* **Exercise aim**
Please copy exactly the lines that begin with the one containing "the white cloud" and end with the last line of the entries.

------ Available data ------

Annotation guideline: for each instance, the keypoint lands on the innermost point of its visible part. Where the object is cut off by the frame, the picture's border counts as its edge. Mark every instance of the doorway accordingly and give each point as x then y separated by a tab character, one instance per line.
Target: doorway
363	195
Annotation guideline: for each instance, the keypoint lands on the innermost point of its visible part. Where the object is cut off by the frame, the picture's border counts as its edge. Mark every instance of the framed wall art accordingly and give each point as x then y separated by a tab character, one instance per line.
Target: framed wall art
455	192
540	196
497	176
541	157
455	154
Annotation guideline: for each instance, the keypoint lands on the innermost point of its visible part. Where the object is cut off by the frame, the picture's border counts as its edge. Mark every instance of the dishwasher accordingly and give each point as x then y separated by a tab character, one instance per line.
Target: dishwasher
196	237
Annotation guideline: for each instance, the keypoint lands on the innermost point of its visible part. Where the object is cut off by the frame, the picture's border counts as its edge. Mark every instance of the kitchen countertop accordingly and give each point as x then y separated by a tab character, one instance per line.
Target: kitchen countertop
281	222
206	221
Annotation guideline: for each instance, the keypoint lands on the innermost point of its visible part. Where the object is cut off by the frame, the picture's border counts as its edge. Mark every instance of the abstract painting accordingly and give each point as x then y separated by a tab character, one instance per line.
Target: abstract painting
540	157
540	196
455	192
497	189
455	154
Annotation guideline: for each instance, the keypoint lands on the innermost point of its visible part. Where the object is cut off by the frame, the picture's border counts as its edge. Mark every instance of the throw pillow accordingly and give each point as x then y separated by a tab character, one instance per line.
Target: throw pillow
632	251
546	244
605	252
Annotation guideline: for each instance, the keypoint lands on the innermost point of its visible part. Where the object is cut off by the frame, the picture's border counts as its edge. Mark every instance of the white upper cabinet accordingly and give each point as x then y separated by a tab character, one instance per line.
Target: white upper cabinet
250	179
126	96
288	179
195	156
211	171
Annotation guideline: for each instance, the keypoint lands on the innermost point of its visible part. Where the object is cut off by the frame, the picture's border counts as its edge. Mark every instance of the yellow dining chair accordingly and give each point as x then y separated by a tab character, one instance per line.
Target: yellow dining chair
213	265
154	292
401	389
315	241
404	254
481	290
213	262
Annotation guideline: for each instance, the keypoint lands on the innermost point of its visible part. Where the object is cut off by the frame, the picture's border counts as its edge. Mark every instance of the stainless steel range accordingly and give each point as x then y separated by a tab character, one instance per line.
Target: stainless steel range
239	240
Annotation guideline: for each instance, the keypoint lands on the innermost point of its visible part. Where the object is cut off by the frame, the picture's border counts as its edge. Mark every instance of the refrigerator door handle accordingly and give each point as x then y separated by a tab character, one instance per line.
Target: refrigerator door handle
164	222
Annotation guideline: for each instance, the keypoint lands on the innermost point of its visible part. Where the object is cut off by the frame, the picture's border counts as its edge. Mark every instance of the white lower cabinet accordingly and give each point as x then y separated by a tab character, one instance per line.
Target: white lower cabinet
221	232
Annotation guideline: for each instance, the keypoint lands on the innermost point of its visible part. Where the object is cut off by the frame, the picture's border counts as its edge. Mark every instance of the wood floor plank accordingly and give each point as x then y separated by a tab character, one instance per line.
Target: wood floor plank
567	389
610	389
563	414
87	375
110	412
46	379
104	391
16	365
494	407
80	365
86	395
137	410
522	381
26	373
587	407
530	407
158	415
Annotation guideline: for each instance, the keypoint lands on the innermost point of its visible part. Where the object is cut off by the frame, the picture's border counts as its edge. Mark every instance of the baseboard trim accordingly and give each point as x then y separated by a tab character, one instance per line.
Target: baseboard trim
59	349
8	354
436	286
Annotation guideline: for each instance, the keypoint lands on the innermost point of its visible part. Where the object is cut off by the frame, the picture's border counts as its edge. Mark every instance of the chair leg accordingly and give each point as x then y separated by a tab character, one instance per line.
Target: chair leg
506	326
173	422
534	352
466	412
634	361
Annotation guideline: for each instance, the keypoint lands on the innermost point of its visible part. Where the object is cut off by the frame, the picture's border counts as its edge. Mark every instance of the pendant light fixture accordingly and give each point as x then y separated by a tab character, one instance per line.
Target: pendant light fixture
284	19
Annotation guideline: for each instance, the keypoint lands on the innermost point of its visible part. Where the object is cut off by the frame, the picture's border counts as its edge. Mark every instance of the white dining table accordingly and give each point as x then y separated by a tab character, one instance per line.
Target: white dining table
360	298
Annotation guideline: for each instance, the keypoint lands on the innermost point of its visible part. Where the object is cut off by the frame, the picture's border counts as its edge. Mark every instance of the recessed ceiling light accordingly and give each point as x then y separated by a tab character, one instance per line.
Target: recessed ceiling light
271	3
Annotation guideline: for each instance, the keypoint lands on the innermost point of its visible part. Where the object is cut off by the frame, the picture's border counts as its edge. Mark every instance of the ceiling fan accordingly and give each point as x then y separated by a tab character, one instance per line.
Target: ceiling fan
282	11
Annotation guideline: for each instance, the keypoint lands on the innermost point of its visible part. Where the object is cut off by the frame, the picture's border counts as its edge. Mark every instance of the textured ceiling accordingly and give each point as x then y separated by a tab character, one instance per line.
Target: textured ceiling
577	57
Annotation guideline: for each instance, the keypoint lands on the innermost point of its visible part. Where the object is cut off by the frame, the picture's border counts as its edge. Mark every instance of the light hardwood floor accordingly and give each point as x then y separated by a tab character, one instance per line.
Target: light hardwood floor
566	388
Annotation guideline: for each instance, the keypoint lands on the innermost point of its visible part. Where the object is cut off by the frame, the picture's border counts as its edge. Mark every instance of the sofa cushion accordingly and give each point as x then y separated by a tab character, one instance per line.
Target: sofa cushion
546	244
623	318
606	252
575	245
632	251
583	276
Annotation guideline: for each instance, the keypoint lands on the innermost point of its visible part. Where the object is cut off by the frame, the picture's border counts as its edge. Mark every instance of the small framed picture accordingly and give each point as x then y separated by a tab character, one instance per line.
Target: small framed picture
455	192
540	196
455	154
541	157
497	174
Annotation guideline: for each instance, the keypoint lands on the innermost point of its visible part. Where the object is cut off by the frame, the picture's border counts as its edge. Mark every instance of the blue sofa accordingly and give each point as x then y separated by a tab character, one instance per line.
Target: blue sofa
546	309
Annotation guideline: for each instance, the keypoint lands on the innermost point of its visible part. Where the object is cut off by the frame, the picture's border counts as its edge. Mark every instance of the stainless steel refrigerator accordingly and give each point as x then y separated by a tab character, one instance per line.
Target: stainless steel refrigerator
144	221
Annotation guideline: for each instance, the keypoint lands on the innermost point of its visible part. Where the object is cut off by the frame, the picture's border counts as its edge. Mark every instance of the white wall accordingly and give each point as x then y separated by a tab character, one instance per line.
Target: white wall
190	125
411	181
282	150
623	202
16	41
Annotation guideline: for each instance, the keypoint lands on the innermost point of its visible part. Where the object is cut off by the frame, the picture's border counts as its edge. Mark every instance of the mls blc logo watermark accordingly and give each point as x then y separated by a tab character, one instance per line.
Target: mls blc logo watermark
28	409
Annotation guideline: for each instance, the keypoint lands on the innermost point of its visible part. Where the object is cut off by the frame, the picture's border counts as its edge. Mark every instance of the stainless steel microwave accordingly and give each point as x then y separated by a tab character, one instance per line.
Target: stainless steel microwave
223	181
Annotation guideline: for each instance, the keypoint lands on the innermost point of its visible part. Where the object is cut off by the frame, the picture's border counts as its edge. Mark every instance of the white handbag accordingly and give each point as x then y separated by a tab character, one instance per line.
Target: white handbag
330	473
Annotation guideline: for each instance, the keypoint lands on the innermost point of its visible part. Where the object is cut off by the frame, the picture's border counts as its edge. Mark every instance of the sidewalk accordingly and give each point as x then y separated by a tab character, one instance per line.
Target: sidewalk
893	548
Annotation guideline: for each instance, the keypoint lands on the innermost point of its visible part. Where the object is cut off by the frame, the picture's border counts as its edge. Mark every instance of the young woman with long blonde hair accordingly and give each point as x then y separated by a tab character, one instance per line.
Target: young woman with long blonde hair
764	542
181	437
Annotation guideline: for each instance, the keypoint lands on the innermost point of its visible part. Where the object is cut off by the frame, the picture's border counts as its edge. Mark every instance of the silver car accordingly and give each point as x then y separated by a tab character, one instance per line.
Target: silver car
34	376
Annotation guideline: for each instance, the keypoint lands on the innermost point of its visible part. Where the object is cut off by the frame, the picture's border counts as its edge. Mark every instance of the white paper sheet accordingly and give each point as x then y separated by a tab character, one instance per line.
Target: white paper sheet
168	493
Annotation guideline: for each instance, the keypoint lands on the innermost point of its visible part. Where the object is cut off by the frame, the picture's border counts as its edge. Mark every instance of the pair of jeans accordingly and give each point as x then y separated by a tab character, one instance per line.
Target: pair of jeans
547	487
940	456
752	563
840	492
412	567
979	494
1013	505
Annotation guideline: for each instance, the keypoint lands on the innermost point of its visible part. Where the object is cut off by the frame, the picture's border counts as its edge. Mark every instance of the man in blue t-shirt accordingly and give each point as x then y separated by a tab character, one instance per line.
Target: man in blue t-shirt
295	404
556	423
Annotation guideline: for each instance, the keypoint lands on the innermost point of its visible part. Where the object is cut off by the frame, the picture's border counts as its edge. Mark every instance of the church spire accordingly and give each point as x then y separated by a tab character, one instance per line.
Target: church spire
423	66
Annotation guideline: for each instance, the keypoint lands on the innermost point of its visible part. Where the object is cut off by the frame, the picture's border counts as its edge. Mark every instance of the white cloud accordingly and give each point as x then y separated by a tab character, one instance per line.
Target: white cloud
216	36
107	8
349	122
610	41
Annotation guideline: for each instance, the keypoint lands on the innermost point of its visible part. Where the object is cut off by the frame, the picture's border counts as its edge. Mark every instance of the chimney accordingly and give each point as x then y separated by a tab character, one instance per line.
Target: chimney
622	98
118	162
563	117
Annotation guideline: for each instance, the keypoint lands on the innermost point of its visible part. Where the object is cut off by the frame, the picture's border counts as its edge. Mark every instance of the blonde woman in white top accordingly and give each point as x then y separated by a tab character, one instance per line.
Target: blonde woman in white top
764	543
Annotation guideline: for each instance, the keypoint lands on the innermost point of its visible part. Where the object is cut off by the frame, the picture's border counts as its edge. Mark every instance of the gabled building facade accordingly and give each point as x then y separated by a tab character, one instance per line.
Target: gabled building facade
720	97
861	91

------

* **Response to this exercise**
Annotation guideline: for each instance, the keypoint lands on the innermost point of its visible part. Where the object is cut off by the frame, the picture's border counts as its edge. Mark every instance of the white cloud accordingly and give each point as x then y separated by a tab character, one instance per line.
Target: white cloud
216	36
107	8
349	122
610	41
Annotation guideline: for each instance, the keypoint lands on the innermost point of its visible part. Where the object is cut off by the frame, the picture's border counts as its edge. Mark every instance of the chimney accordingly and give each point as x then y separated by a tab character, one instance per line.
Target: chimney
622	98
118	162
563	117
Annotation guideline: for each instance, the keypoint lands on the innermost point of its visible part. Where the object is cut off by the frame, the picture's border counts as its edge. Mark every instance of the blonde woman in white top accordingly and give each point as x then y separated by a tab character, one instance per line.
Target: blonde woman in white top
764	543
Annotation guideline: for each instance, the keypoint lands on the innermost point of its visible part. Where the object is cut off by the frame, the picture's border counts as its edge. Mark every instance of the gabled building facade accordingly and give each point as x then y separated by a tab character, one instance per line.
Target: gabled building facade
720	97
861	91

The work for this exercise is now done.